# Task inputs:
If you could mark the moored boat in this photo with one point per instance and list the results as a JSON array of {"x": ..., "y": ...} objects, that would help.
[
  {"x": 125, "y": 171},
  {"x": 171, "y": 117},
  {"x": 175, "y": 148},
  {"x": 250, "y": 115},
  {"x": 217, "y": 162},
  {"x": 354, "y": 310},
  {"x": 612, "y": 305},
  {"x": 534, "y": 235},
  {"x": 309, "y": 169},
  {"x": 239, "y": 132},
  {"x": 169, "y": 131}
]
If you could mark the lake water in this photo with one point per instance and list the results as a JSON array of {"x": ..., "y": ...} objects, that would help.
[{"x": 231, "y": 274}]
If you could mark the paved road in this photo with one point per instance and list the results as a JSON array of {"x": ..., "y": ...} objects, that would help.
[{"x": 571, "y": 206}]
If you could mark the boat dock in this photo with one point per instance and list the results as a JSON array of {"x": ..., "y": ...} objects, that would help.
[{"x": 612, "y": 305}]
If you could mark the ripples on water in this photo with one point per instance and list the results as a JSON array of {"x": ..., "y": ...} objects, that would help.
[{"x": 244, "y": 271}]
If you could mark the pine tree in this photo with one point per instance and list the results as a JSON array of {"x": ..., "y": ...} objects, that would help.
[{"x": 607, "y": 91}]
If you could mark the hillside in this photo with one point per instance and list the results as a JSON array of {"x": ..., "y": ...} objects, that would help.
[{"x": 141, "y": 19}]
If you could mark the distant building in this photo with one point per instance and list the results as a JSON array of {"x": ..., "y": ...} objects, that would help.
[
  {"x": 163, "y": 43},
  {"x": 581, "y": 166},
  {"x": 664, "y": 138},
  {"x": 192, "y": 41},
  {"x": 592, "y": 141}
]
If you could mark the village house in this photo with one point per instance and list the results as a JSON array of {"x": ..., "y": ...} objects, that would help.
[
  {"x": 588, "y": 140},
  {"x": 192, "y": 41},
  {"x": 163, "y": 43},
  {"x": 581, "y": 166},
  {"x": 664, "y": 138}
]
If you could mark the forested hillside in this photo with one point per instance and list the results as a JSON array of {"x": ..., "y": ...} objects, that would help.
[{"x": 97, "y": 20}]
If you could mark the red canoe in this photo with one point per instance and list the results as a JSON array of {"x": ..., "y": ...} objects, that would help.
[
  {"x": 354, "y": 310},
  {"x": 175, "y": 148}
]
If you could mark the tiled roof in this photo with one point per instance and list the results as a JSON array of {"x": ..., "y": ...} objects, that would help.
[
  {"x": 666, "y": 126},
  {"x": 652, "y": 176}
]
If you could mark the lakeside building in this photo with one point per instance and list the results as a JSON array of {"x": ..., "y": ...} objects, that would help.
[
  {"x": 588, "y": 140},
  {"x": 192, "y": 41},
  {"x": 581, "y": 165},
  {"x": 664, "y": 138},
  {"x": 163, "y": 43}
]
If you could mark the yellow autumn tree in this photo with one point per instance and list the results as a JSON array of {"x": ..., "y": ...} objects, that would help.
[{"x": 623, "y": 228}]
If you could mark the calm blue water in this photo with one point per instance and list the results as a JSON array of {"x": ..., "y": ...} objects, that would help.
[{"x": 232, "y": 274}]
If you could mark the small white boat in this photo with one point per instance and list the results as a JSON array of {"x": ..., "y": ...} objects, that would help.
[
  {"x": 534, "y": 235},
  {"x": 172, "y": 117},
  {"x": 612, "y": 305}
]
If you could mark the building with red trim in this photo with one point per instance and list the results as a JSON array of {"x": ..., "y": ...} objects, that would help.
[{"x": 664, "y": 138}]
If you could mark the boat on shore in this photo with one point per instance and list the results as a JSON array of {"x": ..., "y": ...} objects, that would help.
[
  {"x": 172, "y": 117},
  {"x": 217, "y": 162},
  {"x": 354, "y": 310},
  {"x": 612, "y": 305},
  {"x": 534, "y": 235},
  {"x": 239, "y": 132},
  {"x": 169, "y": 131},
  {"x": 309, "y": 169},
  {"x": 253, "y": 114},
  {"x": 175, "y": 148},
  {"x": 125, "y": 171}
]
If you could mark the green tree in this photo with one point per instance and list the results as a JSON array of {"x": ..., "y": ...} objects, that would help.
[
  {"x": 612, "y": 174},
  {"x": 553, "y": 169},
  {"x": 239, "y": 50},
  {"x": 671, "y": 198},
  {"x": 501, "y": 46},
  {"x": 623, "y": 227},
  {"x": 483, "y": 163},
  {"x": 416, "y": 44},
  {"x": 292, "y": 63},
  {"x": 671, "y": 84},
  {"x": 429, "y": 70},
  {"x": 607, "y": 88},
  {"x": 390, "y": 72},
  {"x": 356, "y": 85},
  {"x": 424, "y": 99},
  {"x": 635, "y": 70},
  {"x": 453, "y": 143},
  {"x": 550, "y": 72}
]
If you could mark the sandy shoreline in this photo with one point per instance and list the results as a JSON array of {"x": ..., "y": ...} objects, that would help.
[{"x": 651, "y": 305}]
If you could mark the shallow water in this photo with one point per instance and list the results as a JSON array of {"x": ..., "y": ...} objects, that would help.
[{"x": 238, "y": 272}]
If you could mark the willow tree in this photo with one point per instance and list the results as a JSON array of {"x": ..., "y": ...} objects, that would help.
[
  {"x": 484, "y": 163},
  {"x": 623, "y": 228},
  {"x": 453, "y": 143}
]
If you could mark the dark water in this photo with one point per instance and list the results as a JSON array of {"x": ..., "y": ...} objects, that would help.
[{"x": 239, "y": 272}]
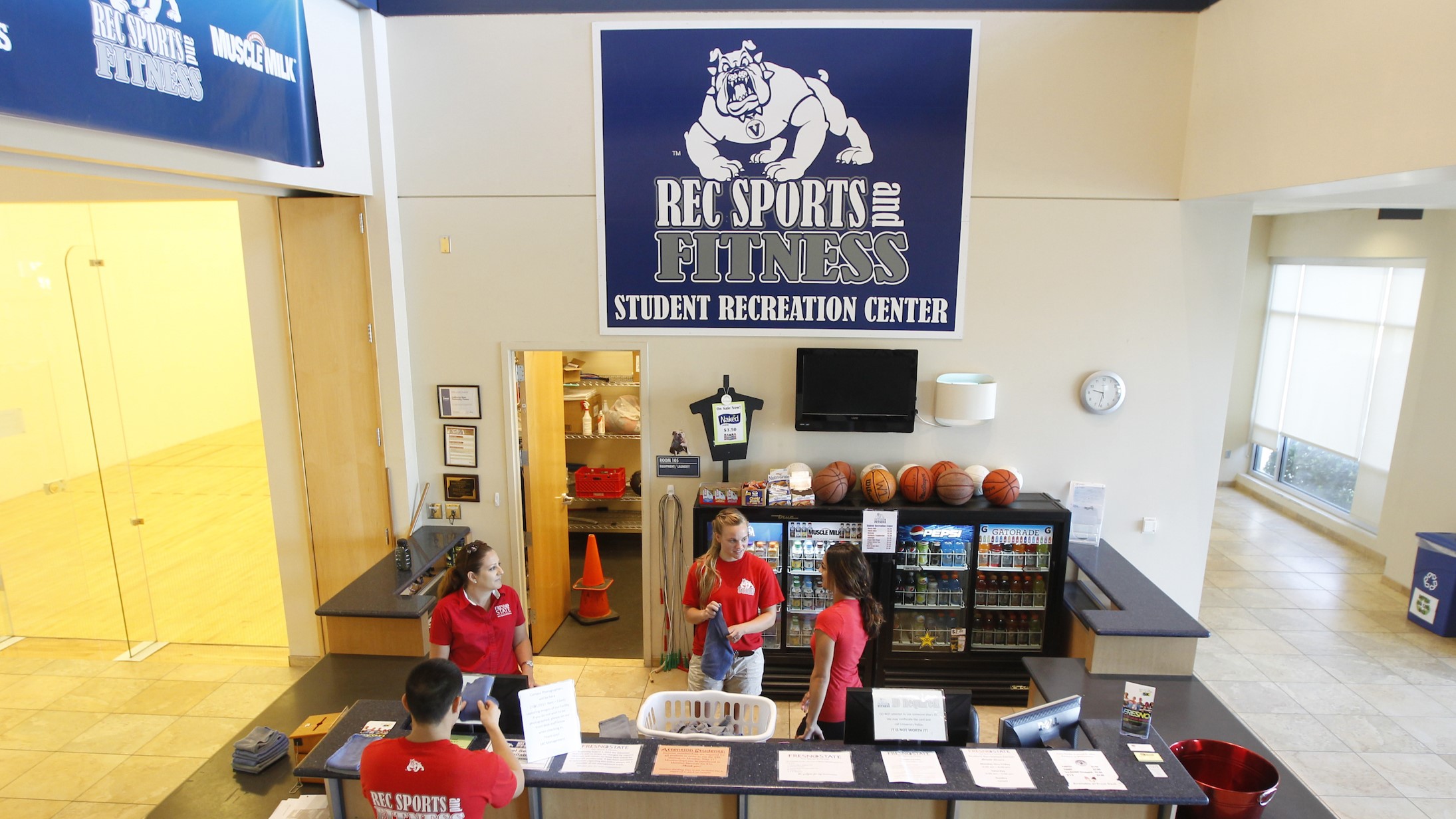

# Instruction:
Reproduce verbatim the entries above, starting at the line that contains "If you could mark the shallow" and ending at the last line of the entries. Leave the picture out of your answer.

# The output:
If you could mark the shallow water in this photo with one point per instance and list the results as a JSON array of {"x": ..., "y": ...} objects, that would help.
[{"x": 238, "y": 272}]
If you could mark the willow tree in this photo with one point per instance and list the results as a JSON array of {"x": ..., "y": ...} objects, that would help.
[
  {"x": 484, "y": 163},
  {"x": 623, "y": 228},
  {"x": 453, "y": 143}
]
If you could mark the dark water in this photo with one point per instance and list the results as a JSON array of {"x": ..., "y": ...} objects, that would help.
[{"x": 239, "y": 272}]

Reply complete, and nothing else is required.